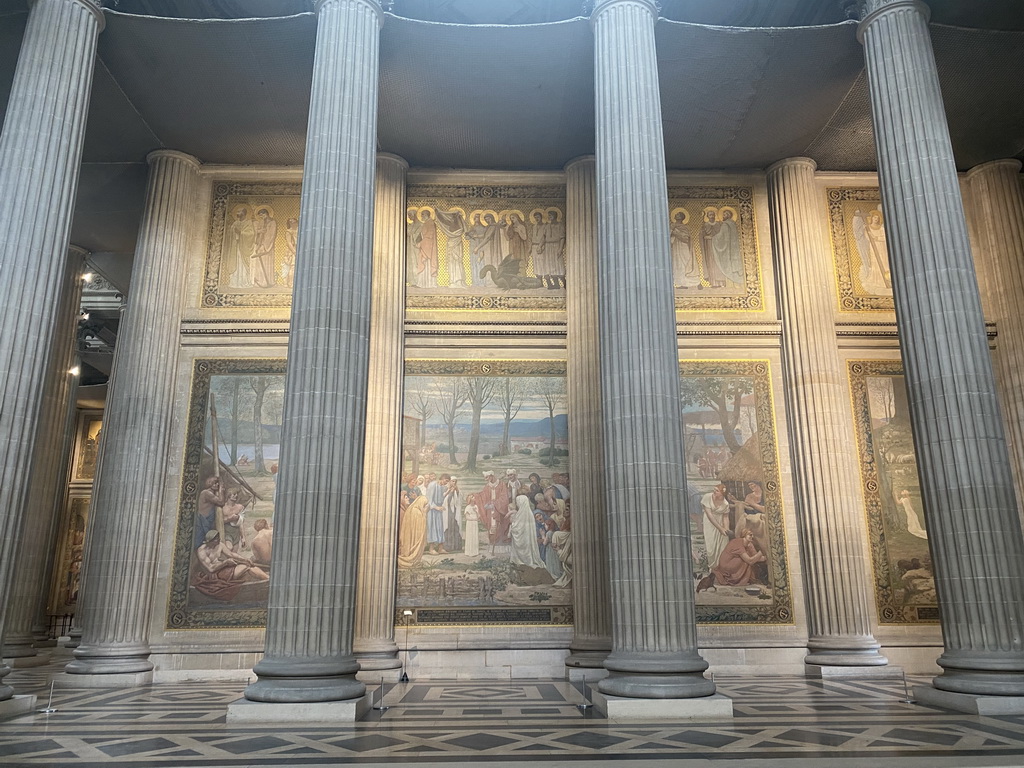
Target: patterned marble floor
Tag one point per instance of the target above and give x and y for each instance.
(787, 722)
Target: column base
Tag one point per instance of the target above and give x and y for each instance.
(244, 711)
(20, 663)
(114, 680)
(588, 674)
(825, 671)
(16, 706)
(969, 702)
(715, 707)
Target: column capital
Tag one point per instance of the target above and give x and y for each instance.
(378, 6)
(582, 160)
(1009, 163)
(651, 6)
(156, 155)
(787, 162)
(91, 5)
(387, 157)
(868, 10)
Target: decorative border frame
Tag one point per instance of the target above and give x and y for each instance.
(561, 615)
(742, 199)
(849, 301)
(211, 297)
(779, 610)
(890, 611)
(539, 196)
(179, 615)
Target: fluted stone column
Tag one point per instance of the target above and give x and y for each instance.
(375, 646)
(47, 483)
(997, 197)
(973, 524)
(653, 653)
(823, 461)
(312, 594)
(120, 556)
(592, 603)
(40, 153)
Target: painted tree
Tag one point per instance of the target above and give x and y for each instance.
(551, 390)
(259, 385)
(450, 396)
(479, 391)
(511, 396)
(724, 395)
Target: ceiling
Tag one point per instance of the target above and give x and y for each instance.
(743, 83)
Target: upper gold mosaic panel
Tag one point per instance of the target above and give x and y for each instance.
(714, 240)
(860, 249)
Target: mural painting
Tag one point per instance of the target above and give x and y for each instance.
(904, 584)
(733, 495)
(860, 249)
(254, 228)
(485, 247)
(484, 509)
(221, 565)
(714, 248)
(68, 572)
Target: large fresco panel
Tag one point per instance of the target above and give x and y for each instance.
(904, 583)
(860, 249)
(713, 233)
(733, 494)
(221, 563)
(484, 531)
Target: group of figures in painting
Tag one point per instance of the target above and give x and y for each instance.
(250, 254)
(717, 262)
(485, 248)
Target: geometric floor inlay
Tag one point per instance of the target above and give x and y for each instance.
(791, 722)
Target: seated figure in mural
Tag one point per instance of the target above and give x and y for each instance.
(523, 534)
(262, 543)
(413, 531)
(736, 565)
(221, 570)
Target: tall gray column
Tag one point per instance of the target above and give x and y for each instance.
(40, 154)
(375, 646)
(653, 653)
(312, 594)
(592, 602)
(120, 556)
(823, 461)
(974, 529)
(997, 197)
(47, 484)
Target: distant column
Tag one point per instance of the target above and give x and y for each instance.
(591, 598)
(40, 155)
(653, 652)
(375, 646)
(311, 609)
(997, 195)
(829, 508)
(47, 484)
(973, 525)
(120, 556)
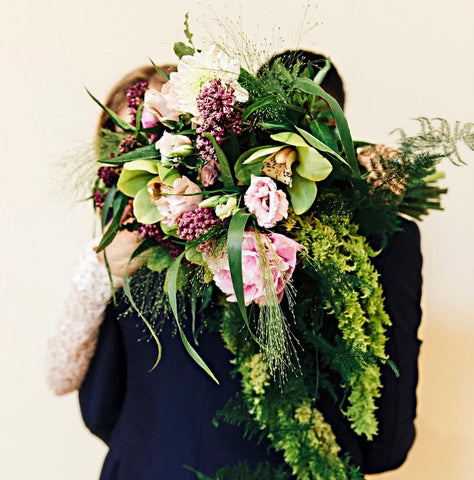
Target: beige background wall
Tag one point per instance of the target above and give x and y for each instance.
(399, 59)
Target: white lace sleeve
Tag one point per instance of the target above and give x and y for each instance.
(74, 338)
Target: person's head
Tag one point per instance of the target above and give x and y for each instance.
(117, 98)
(332, 82)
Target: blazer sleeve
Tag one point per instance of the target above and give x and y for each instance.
(102, 393)
(400, 269)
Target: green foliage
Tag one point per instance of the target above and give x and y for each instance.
(348, 289)
(437, 138)
(243, 471)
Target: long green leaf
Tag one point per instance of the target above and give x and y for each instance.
(109, 200)
(226, 173)
(119, 206)
(149, 152)
(115, 118)
(308, 86)
(235, 236)
(144, 246)
(314, 142)
(258, 104)
(172, 289)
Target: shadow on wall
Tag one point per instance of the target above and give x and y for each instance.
(443, 448)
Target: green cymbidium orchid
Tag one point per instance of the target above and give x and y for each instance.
(137, 180)
(310, 167)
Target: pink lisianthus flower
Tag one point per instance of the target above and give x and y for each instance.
(174, 205)
(264, 200)
(157, 106)
(281, 254)
(208, 173)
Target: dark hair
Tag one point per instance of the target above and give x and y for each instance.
(332, 83)
(117, 98)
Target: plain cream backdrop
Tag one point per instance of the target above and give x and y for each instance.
(400, 59)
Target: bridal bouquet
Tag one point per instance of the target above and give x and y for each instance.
(248, 186)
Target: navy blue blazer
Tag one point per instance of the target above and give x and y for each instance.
(157, 422)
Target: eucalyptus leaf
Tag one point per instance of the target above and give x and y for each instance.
(159, 259)
(312, 165)
(172, 278)
(308, 86)
(142, 153)
(114, 117)
(289, 138)
(226, 173)
(108, 202)
(302, 193)
(314, 142)
(132, 181)
(257, 105)
(193, 256)
(322, 132)
(255, 154)
(321, 75)
(144, 246)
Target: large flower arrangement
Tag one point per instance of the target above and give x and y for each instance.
(251, 185)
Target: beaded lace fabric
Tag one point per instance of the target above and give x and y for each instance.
(73, 341)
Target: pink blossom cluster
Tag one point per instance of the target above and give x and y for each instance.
(154, 231)
(281, 254)
(218, 116)
(109, 175)
(192, 225)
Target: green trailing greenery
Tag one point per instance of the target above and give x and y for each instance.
(286, 414)
(437, 138)
(348, 289)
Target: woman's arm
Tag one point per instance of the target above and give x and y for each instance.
(73, 341)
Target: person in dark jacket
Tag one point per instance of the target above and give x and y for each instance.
(158, 422)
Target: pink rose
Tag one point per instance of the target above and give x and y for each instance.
(173, 206)
(280, 252)
(158, 104)
(169, 142)
(264, 200)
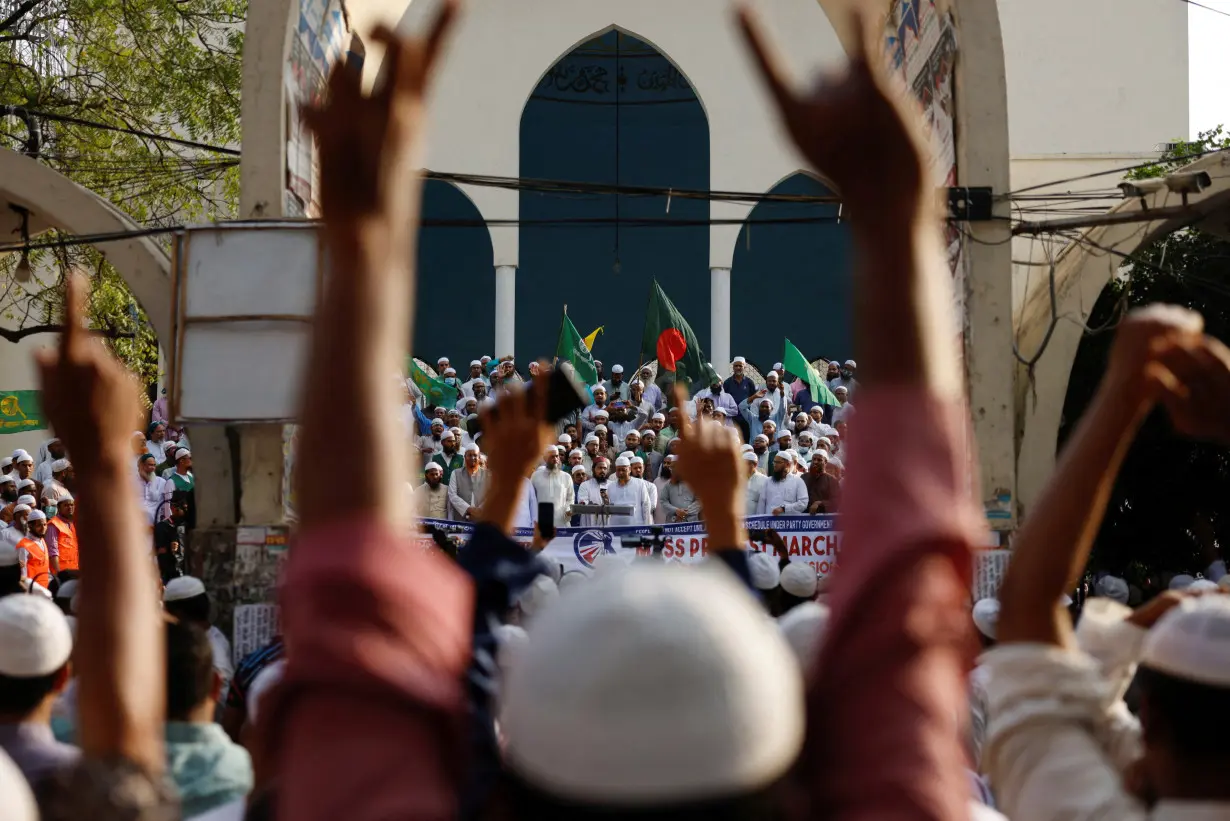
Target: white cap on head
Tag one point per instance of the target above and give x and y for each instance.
(1182, 581)
(764, 570)
(1191, 641)
(35, 638)
(1112, 587)
(541, 592)
(183, 587)
(614, 702)
(987, 617)
(803, 629)
(798, 579)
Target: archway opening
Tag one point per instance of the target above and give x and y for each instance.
(791, 277)
(455, 309)
(614, 112)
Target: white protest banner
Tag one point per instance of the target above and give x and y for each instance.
(814, 539)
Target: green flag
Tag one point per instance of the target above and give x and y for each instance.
(437, 390)
(793, 361)
(572, 348)
(669, 339)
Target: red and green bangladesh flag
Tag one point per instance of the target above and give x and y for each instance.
(669, 339)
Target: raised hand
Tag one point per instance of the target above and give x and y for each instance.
(711, 463)
(850, 115)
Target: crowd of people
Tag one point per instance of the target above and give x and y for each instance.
(621, 448)
(482, 683)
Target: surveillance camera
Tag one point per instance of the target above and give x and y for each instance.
(1188, 181)
(1142, 187)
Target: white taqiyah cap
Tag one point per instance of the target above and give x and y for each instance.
(614, 700)
(1182, 581)
(1112, 587)
(798, 580)
(1191, 641)
(764, 570)
(803, 629)
(35, 639)
(183, 587)
(541, 592)
(987, 617)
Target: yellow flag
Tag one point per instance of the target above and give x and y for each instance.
(589, 340)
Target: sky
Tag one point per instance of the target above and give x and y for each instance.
(1208, 65)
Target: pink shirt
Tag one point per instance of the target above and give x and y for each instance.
(369, 723)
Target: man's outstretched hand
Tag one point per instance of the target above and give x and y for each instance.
(90, 399)
(859, 126)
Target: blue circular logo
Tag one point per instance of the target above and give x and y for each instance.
(591, 544)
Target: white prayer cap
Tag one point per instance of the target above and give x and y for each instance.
(183, 587)
(1182, 581)
(541, 592)
(1191, 641)
(261, 684)
(798, 580)
(764, 570)
(35, 638)
(803, 629)
(68, 590)
(614, 702)
(987, 617)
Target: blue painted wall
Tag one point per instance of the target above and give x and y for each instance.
(455, 310)
(791, 280)
(611, 111)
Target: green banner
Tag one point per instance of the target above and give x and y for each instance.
(21, 410)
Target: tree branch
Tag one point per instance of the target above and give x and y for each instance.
(16, 336)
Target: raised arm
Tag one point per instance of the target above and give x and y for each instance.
(385, 650)
(1053, 545)
(893, 659)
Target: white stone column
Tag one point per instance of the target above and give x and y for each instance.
(506, 310)
(720, 318)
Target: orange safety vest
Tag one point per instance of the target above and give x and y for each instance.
(38, 566)
(65, 543)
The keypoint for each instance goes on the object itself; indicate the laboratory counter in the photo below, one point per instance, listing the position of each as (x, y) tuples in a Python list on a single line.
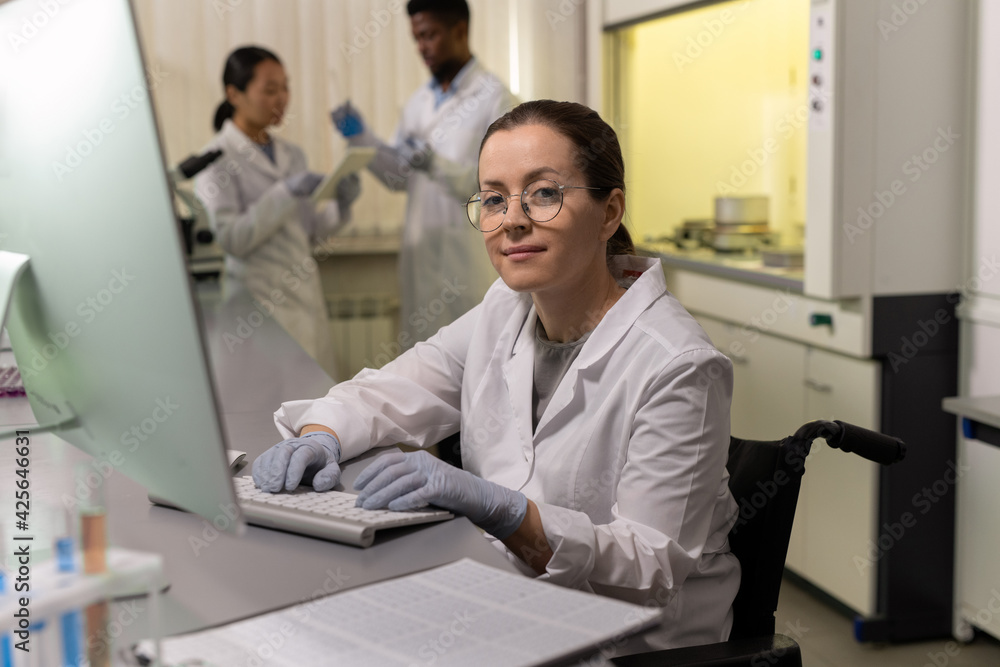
[(747, 267), (212, 576)]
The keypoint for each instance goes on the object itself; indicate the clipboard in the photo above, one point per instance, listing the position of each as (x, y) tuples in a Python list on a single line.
[(356, 159)]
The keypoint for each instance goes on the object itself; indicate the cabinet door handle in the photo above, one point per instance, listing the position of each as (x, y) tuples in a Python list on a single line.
[(818, 386)]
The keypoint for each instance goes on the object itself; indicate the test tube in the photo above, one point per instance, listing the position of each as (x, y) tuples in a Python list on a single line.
[(94, 540), (6, 642), (71, 622)]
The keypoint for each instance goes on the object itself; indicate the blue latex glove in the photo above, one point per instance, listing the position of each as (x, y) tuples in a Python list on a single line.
[(347, 120), (313, 457), (303, 183), (416, 152), (402, 481)]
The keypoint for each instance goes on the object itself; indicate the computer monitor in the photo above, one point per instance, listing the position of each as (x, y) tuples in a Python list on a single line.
[(102, 320)]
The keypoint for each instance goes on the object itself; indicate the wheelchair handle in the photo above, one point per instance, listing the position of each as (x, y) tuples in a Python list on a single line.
[(874, 446)]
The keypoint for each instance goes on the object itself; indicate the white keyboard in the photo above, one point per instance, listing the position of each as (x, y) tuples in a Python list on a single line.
[(329, 515)]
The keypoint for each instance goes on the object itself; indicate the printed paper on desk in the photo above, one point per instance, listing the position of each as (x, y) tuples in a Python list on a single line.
[(464, 613), (356, 159)]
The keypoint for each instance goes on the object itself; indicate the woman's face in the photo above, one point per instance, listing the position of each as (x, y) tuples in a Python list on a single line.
[(263, 103), (566, 254)]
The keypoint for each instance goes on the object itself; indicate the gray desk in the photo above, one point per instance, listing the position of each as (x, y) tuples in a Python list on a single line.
[(222, 577)]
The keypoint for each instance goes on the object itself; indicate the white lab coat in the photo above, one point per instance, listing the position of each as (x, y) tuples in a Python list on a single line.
[(268, 233), (444, 269), (627, 464)]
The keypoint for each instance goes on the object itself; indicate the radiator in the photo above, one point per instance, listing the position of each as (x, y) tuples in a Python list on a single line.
[(364, 331)]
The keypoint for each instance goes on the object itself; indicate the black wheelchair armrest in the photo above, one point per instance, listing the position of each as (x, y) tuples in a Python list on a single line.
[(773, 650)]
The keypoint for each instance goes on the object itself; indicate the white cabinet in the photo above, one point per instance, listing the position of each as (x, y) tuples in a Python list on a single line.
[(977, 537), (837, 513), (780, 384)]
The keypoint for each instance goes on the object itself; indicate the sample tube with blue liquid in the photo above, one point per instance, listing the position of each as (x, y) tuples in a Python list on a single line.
[(71, 622)]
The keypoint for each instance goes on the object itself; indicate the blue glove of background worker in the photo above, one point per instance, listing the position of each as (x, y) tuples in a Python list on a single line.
[(311, 458), (303, 183), (402, 481), (347, 120)]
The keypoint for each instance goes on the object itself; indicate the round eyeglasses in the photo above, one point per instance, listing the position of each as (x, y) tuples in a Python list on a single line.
[(541, 201)]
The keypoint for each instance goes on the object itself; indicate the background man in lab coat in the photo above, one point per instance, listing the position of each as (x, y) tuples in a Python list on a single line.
[(443, 266)]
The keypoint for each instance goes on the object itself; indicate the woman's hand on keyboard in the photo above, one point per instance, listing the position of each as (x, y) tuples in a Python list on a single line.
[(401, 481), (310, 458)]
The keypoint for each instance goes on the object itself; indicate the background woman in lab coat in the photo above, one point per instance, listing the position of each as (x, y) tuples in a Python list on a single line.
[(594, 411), (257, 198)]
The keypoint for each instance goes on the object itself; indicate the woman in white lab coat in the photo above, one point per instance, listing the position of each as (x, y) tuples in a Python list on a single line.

# What to work on:
Would you copy, word for word, only the lines above from the one containing "Target: distant column" through the one containing "Target: green foliage", both included, and please leave out the pictures?

# Exercise answer:
Target: distant column
Tag one point per instance of the target above and give x and y for each instance.
(591, 598)
(40, 155)
(653, 652)
(375, 646)
(311, 609)
(997, 195)
(829, 508)
(47, 484)
(973, 525)
(120, 556)
Target: beige background wall
Tag one point per instance of the target above and give x and y for each instance.
(399, 59)
Target: white lace sleeve
Tag one point per instance of the target above and give x and y for each instance.
(74, 338)
Target: person's head
Tag one point per instance of the target above and give x and y for each instance.
(117, 98)
(332, 82)
Target: blazer sleeve
Tag one point per instance of the target above and give x and y for each instance.
(102, 393)
(400, 269)
Target: green foliage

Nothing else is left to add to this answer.